## START
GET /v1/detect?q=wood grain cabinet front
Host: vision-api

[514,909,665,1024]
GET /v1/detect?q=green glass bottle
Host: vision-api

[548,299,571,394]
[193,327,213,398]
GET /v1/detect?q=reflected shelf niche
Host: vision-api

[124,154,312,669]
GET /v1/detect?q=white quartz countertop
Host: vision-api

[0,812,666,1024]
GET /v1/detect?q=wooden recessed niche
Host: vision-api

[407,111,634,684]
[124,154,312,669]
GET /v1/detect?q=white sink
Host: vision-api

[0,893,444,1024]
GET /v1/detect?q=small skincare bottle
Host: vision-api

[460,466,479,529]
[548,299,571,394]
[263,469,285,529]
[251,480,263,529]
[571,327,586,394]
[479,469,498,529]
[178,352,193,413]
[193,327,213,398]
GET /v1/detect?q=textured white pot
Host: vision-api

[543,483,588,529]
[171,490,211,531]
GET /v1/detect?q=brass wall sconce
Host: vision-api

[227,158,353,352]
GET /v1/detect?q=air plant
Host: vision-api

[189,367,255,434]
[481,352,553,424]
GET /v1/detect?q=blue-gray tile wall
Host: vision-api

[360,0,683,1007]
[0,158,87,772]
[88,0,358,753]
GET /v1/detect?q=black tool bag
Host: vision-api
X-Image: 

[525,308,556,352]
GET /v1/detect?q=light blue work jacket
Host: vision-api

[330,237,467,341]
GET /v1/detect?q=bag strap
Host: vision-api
## END
Stated exercise —
Rewrite everything from the line containing "GET /v1/detect?q=green glass bottle" down to the line containing "[481,352,553,424]", substituting "ivory" for "white" and leaving all else as it is.

The response —
GET /v1/detect?q=green glass bottle
Host: vision-api

[548,299,571,394]
[193,327,213,398]
GET /v1/detect?q=reflected shelf niche
Host: vision-api

[124,154,312,669]
GET /v1/detect?q=ivory quartz countertop
Host: vision-api

[0,812,666,1024]
GET /v1/detect?q=wooden recessed niche
Host: vision-api

[407,111,634,684]
[124,154,312,669]
GET /v1/detect?q=ivory sink
Host: vision-api

[0,893,444,1024]
GET /v1/detect?q=small skincare bottle
Host: vision-api

[460,466,479,529]
[548,299,571,394]
[263,469,285,529]
[251,480,263,529]
[571,327,586,394]
[479,469,498,529]
[178,352,193,413]
[193,327,213,398]
GET /v1/detect?q=textured ivory pot
Host: vision-api

[543,483,588,529]
[171,490,211,531]
GET /v1/detect?q=brass wall sconce
Host: vision-api

[227,158,353,352]
GET /v1/detect?q=air plant
Host: vision-api

[189,367,255,434]
[481,352,553,424]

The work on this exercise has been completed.